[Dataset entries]

__________

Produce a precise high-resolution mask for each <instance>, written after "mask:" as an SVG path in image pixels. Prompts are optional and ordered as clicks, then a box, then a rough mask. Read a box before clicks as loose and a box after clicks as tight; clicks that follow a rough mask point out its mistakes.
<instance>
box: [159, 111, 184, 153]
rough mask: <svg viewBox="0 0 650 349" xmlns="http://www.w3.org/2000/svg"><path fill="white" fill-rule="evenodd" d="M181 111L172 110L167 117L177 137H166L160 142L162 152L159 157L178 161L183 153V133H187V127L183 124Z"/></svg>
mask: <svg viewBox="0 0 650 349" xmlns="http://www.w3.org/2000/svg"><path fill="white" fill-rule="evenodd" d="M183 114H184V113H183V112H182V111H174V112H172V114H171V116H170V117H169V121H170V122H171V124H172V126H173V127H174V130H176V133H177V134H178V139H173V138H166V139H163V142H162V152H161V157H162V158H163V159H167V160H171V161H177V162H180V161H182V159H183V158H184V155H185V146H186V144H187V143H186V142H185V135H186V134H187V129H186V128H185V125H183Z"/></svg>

__________

[PROBLEM REQUIREMENTS] Each entry above should be retyped exactly, with nothing missed.

[ANSWER BOX]
Produce a precise high-resolution mask for each <instance>, written after "mask:" as an SVG path in image pixels. Prompts are optional and ordered as clicks, then a box, then a rough mask. Read a box before clicks as loose and a box after clicks as tight; clicks that follow a rough mask point out its mistakes.
<instance>
box: [159, 111, 184, 153]
rough mask: <svg viewBox="0 0 650 349" xmlns="http://www.w3.org/2000/svg"><path fill="white" fill-rule="evenodd" d="M181 111L172 110L167 117L177 137H166L160 142L162 152L159 157L178 161L183 153V133H187V127L183 124Z"/></svg>
mask: <svg viewBox="0 0 650 349" xmlns="http://www.w3.org/2000/svg"><path fill="white" fill-rule="evenodd" d="M183 114H184V113H183V112H182V111H174V112H172V114H171V116H170V117H169V121H170V122H171V124H172V126H173V127H174V130H176V133H177V134H178V139H173V138H166V139H163V142H162V152H161V157H162V158H163V159H167V160H171V161H177V162H180V161H182V159H183V158H184V155H185V146H186V144H187V143H186V142H185V135H186V134H187V129H186V128H185V125H183Z"/></svg>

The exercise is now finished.